◆ TASKS TO PERFORM ◆
1/ In the news story about North Bend author Galen Kindley, what job did Kindley have while he was in Korea?
2/ From the news story about North Bend author Galen Kindley, copy word for word the part that opens with the words containing "Korea is the" and closes with "was soon inked.".
3/ Write the next part of the news story about Galen Kindley's Korea novel, picking up right after its last sentence.

◆ READING TEXT ◆
□ □ □ □
North Bend author Galen Kindley recently recounted on a gray fall day the genesis of his novel that was published this year. The idea for it came to him on a similar October day, he said, as the rain fell outside.

“I was sitting in this chair on an October evening,” Kindley said last Friday while sitting inside his Forster Woods home. “And I started to think of what I was doing 20 years ago. I realized I was in Korea.”

Korea is the setting for Kindley’s first book, “Hearts of the Morning Calm,” which was published this June.

“I didn’t even think it would become a book,” he said. “I thought I was going to write it and then tuck it away in the closet somewhere.”

Once Kindley got to remembering his days as an Army helicopter pilot in Korea, he pulled up a chair to his laptop computer and started to write about the people and places he remembered. He kept writing, and soon a book began to take shape.

His brother found out about his endeavor and asked to read his manuscript. He thought it was good enough for others to read, and encouraged Kindley to start on what would become an almost perilous journey to find a publisher. Fortune, however, smiled on Kindley, and a copy editor submitted pages from the manuscript to an editor at Avid Press, a small publisher based in Michigan. A contract was soon inked.

Although the book drew heavily from his experiences in Korea, Kindley said a lot of it is rich with fiction.
□ □ □ □
◆ PROVIDED MATERIAL ◆
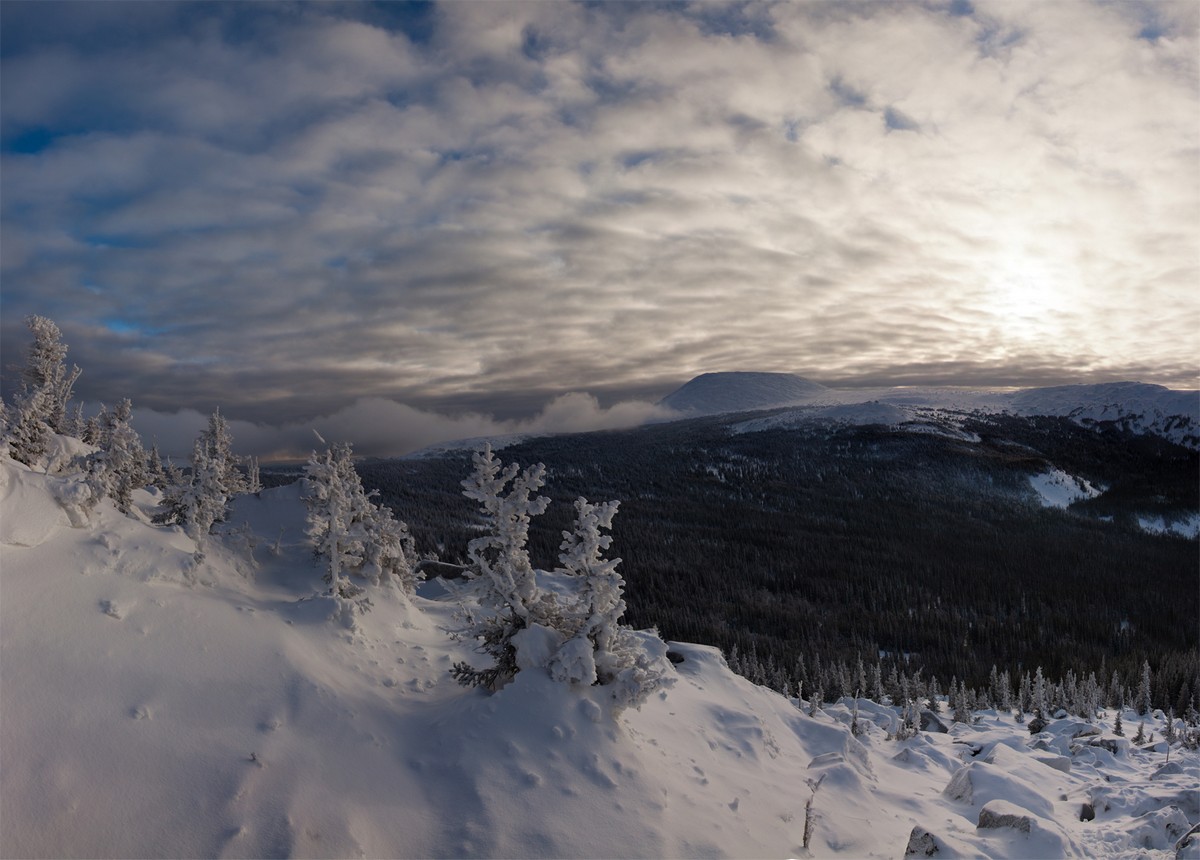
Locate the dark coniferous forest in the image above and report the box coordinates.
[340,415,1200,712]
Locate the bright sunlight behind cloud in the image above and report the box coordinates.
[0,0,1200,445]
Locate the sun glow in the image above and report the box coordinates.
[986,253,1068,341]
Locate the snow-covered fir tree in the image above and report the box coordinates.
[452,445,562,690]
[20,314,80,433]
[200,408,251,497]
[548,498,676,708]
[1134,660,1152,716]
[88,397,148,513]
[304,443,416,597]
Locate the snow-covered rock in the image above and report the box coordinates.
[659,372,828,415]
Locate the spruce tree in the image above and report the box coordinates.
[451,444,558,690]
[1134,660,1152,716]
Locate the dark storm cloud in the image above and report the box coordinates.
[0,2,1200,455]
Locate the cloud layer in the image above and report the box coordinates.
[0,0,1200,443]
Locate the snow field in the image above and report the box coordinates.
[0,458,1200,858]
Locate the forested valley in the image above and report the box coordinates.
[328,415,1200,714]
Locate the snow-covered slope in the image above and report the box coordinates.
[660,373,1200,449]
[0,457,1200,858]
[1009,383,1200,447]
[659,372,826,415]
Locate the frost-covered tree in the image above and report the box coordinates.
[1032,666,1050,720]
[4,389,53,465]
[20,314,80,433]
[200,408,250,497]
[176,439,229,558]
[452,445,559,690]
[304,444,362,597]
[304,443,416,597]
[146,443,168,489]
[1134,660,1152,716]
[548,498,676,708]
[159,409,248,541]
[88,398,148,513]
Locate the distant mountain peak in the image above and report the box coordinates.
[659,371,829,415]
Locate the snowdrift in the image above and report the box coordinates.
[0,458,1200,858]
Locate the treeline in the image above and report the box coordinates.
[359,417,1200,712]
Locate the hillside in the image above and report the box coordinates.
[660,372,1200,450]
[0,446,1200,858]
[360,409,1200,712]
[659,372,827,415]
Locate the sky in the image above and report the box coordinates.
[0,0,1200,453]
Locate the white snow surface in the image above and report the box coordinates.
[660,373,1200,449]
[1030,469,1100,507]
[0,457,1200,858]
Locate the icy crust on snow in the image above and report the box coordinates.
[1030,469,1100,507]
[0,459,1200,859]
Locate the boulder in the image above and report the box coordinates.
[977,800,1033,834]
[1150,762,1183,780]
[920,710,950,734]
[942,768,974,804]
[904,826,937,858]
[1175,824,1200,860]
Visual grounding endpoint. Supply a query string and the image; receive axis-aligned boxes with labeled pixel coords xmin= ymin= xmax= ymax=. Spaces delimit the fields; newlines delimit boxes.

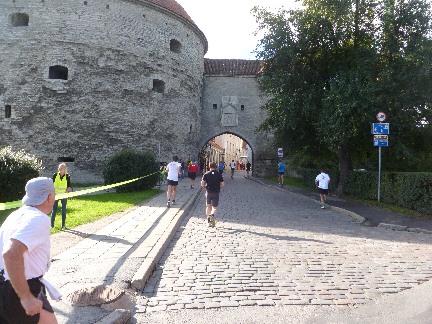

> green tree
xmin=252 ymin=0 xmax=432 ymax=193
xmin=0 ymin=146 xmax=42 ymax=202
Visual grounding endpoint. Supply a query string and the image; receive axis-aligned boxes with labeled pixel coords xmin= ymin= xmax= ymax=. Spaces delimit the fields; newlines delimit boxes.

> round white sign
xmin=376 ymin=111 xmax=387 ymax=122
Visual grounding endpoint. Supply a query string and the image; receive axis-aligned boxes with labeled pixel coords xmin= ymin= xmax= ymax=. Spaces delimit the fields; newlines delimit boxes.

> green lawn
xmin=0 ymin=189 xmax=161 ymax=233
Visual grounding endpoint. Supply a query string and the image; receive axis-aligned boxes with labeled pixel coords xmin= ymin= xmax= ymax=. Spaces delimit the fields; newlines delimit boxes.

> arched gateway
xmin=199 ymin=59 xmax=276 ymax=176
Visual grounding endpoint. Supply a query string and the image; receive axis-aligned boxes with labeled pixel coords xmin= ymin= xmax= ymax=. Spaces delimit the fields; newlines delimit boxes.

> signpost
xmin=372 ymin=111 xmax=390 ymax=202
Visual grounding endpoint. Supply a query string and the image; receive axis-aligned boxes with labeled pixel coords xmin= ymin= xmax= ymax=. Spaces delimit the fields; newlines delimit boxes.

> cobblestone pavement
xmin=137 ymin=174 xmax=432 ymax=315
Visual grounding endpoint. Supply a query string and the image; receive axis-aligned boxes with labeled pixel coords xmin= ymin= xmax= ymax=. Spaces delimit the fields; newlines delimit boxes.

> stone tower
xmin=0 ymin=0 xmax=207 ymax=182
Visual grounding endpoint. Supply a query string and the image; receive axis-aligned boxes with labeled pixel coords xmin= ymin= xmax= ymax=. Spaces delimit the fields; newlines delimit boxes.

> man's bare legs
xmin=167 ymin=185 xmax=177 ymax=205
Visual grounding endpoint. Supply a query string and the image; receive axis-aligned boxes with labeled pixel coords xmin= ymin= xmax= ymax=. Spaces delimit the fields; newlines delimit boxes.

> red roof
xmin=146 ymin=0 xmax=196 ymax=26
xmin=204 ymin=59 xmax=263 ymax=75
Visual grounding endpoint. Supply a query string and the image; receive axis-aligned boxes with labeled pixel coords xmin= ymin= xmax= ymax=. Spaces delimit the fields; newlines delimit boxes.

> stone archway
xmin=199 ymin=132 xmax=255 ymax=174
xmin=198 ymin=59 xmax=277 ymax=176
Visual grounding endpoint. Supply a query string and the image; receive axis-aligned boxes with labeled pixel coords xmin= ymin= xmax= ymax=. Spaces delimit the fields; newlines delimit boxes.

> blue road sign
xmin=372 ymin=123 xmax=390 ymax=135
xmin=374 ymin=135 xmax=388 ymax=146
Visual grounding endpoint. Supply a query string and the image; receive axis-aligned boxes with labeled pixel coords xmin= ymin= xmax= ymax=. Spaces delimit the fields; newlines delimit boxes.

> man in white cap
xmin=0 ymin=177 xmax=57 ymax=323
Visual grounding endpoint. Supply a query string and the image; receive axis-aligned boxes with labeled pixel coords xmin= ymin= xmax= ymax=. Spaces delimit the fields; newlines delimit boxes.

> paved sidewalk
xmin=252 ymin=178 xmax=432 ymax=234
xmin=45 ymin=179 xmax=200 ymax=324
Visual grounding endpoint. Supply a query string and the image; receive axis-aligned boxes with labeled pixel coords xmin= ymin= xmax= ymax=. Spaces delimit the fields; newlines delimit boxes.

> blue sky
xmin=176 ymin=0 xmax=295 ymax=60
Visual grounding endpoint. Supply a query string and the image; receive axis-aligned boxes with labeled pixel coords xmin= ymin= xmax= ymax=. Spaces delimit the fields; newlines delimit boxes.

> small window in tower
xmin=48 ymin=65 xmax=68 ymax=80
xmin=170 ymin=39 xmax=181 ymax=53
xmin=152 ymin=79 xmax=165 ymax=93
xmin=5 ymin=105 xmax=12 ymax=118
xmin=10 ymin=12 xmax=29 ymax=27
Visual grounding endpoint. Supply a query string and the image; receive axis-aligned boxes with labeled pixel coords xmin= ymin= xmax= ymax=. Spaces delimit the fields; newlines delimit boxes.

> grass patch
□ □ □ □
◆ PER-TASK ANSWERS ◆
1/ He was an Army helicopter pilot.

2/
Korea is the setting for Kindley’s first book, “Hearts of the Morning Calm,” which was published this June.

“I didn’t even think it would become a book,” he said. “I thought I was going to write it and then tuck it away in the closet somewhere.”

Once Kindley got to remembering his days as an Army helicopter pilot in Korea, he pulled up a chair to his laptop computer and started to write about the people and places he remembered. He kept writing, and soon a book began to take shape.

His brother found out about his endeavor and asked to read his manuscript. He thought it was good enough for others to read, and encouraged Kindley to start on what would become an almost perilous journey to find a publisher. Fortune, however, smiled on Kindley, and a copy editor submitted pages from the manuscript to an editor at Avid Press, a small publisher based in Michigan. A contract was soon inked.

3/
“I always say I am the world’s most boring man,” Kindley said. “I would have to intertwine fiction in with real life in order for anyone to read it.”

The books tells the tale of an Army helicopter pilot and his love affair with a Westernized, yet traditional Korean woman named Lee Kwang Young. The couple meet, fall in love and grow old together over the decades.

Although the plot may sound like a traditional Harlequin romance, Kindley insisted it is more of a mainstream love story. In writing the book, he rejected the romance genre’s formulaic approach to characters and plot, wanting something different and more rewarding that has a deeper meaning and purpose than buff bodies and happy endings.

“I wanted the reader to walk away knowing something they didn’t know before,” Kindley said.

The book has been well received by readers and critics, and he has book signings every weekend until the end of the year. But Kindley admits he is still a struggling freshman writer and he doesn’t have any plans to quit his day job at the Department of Transportation in Seattle.

But he does have plans to write another book, this time about a hikers trapped in the Cascade Mountains.

“I don’t really have an ending yet. I just sit down and write,” Kindley said. “My dream, though, would be to just write all day.”